Begin READING PASSAGE

Linda Lavin (born October 15, 1937) is an American actress and singer. She is known for playing the title character in the sitcom Alice and for her stage performances, both on and off-Broadway. 

After acting as a child, Lavin joined the Compass Players in the late 1950s. She began appearing on Broadway in the 1960s, earning notice in It's a Bird...It's a Plane...It's Superman in 1966 and receiving her first Tony Award nomination for Last of the Red Hot Lovers in 1970. She moved to Hollywood in 1973 and began to work on television, making recurring appearances on the sitcom Barney Miller before landing the title role on the hit comedy Alice, which ran from 1976 to 1985. She appeared in many telefilms and later she appeared in other TV works. She has also played roles in several feature films. 

In 1987, she returned to Broadway, starring in Broadway Bound (winning a Tony Award), Gypsy (1990), The Sisters Rosensweig (1993), The Diary of Anne Frank (1997–1998) and The Tale of the Allergist's Wife (2000–2001), among others. In 2010, she appeared as Ruth Steiner in Collected Stories, garnering her fifth Tony nomination. She starred in NBC's short-lived sitcom Sean Saves the World as Lorna and the CBS sitcom 9JKL.  She also starred in the CBS sitcom B Positive.

Early life and career 
Lavin was born in Portland, Maine, the daughter of David Joseph Lavin, a businessman, and Lucille (née Potter), an opera singer. The Lavin family were active members of the local Jewish community. Both sets of grandparents, Simon and Jessie Lavin and Harry and Esther Potter, emigrated from Russia. Her family was musically talented, and Lavin has been onstage since the age of five. She studied acting at HB Studio in New York City. She attended Waynflete School before enrolling in the College of William & Mary. While at William and Mary, she performed with the William and Mary Theater in many productions directed by long-time Professor Howard Scammon. In the summer of 1958, she played one of the leads in The Common Glory, an outdoor drama written by Pulitzer-Prize winning playwright Paul Green and staged at an amphitheater on campus. Upon her graduation from William and Mary, she had already received her Actors' Equity Association card. She was a member of the Compass Players in the late 1950s. By the early 1960s, Lavin had appeared in several Broadway shows and appeared on the 1966 cast recordings of The Mad Show performing Stephen Sondheim's "The Boy From...". From It's a Bird...It's a Plane...It's Superman, one of her numbers, "You've Got Possibilities", was the album's best-received song and was called "The one memorable song...flirty, syncopated" by the Dallas Observer.

End READING PASSAGE

PROBLEM DESCRIPTION
Rewrite the Linda Lavin biography from "After acting as" up to and including "several feature films.", replacing "Hollywood" with "Los Angeles".

Begin RECORDED INFORMATION

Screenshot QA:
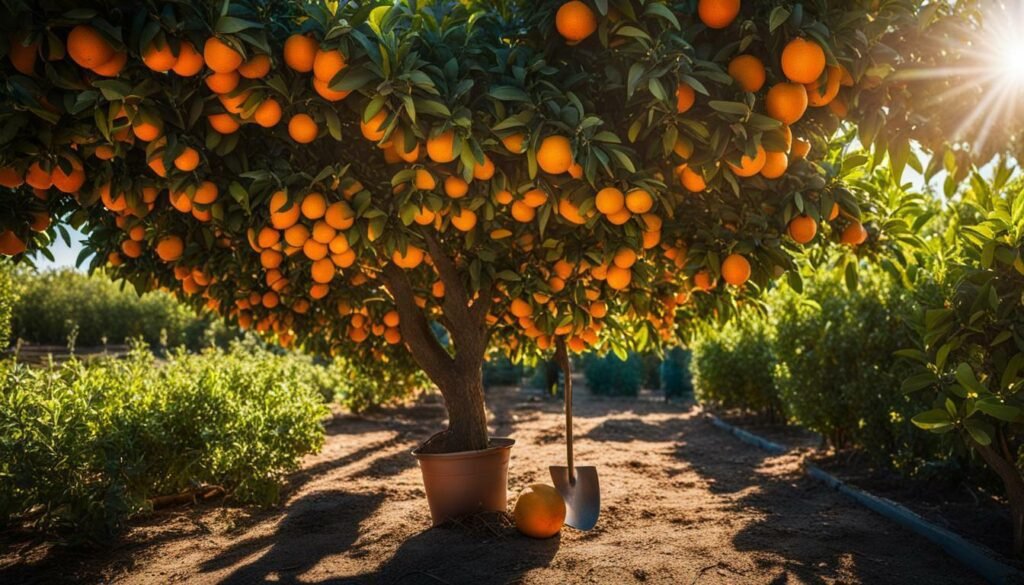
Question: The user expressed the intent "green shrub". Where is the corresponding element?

End RECORDED INFORMATION

FINISHED EXERCISE
After acting as a child, Lavin joined the Compass Players in the late 1950s. She began appearing on Broadway in the 1960s, earning notice in It's a Bird...It's a Plane...It's Superman in 1966 and receiving her first Tony Award nomination for Last of the Red Hot Lovers in 1970. She moved to Los Angeles in 1973 and began to work on television, making recurring appearances on the sitcom Barney Miller before landing the title role on the hit comedy Alice, which ran from 1976 to 1985. She appeared in many telefilms and later she appeared in other TV works. She has also played roles in several feature films.